◆ ASSIGNED TASK:
Scan the entries below for the word "fabric". Copy out every line in which it occurs.

◆ DATASET EXCERPTS:

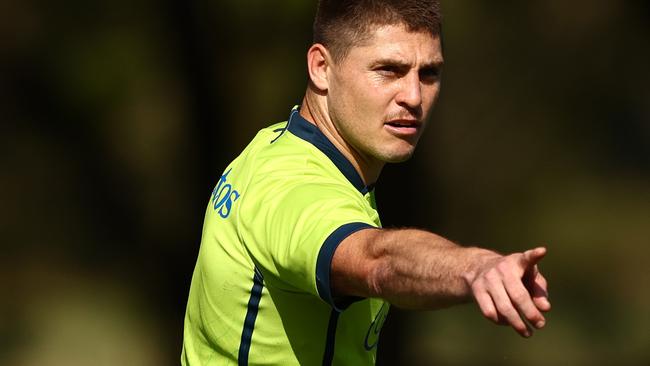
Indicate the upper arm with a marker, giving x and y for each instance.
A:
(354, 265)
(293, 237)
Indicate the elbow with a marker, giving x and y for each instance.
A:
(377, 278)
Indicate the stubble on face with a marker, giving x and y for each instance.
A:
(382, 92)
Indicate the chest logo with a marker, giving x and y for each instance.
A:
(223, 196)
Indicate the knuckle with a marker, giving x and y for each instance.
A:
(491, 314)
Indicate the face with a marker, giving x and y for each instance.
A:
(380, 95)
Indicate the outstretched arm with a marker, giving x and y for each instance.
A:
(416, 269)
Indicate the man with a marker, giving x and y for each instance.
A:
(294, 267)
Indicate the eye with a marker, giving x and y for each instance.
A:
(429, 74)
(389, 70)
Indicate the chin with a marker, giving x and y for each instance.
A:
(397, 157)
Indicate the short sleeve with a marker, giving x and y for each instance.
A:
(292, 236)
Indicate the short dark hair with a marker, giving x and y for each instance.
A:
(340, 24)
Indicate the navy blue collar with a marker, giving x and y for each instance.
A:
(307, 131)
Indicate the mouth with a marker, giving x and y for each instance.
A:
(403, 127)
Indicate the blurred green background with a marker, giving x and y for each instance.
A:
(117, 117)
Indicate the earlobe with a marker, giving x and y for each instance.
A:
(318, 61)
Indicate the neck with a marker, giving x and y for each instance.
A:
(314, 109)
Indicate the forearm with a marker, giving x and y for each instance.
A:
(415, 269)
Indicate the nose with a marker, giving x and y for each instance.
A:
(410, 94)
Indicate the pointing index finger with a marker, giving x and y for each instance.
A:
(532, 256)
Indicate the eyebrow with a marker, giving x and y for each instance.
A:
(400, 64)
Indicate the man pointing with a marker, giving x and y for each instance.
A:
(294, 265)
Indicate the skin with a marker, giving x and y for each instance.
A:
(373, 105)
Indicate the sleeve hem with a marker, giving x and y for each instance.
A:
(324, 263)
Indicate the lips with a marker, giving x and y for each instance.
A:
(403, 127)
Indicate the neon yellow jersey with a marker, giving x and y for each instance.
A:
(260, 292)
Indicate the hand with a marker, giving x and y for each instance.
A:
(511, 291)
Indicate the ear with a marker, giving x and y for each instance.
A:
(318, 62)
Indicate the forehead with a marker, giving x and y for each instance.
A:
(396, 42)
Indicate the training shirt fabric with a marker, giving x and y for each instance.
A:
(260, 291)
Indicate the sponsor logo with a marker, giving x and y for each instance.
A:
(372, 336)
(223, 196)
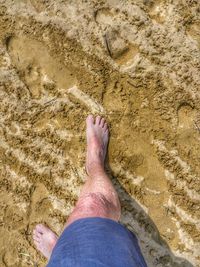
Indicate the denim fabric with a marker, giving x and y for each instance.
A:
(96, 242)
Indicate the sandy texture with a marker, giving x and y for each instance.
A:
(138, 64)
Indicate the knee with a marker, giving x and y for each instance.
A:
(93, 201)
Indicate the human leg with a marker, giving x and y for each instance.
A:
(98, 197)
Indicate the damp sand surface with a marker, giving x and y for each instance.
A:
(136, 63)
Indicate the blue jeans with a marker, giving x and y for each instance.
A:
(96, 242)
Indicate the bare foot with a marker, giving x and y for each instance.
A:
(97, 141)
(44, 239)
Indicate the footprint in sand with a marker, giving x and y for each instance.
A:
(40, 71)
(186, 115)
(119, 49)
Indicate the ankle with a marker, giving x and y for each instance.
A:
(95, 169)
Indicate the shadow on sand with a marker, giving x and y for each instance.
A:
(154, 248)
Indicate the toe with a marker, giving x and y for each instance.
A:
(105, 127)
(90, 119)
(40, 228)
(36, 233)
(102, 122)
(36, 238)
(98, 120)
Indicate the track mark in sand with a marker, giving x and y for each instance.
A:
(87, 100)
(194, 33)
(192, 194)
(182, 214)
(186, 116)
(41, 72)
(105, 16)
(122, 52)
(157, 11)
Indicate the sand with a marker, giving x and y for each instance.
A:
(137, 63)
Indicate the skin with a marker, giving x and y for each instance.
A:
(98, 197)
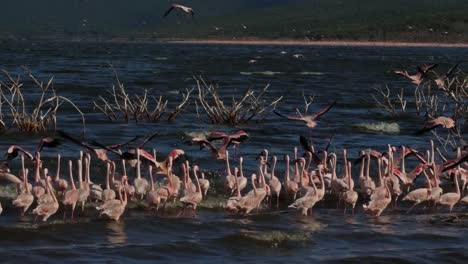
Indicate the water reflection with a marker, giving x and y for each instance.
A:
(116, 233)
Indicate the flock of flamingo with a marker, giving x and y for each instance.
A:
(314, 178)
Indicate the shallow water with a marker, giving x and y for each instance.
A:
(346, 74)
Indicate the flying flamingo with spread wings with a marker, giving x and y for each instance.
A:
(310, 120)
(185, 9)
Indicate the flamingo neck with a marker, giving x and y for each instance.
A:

◆ EXERCISE OUTPUT:
Indicate the training shirt fabric with a marker, giving x and y for each instance.
Indicate the denim fabric with a marker, giving x and y for each instance.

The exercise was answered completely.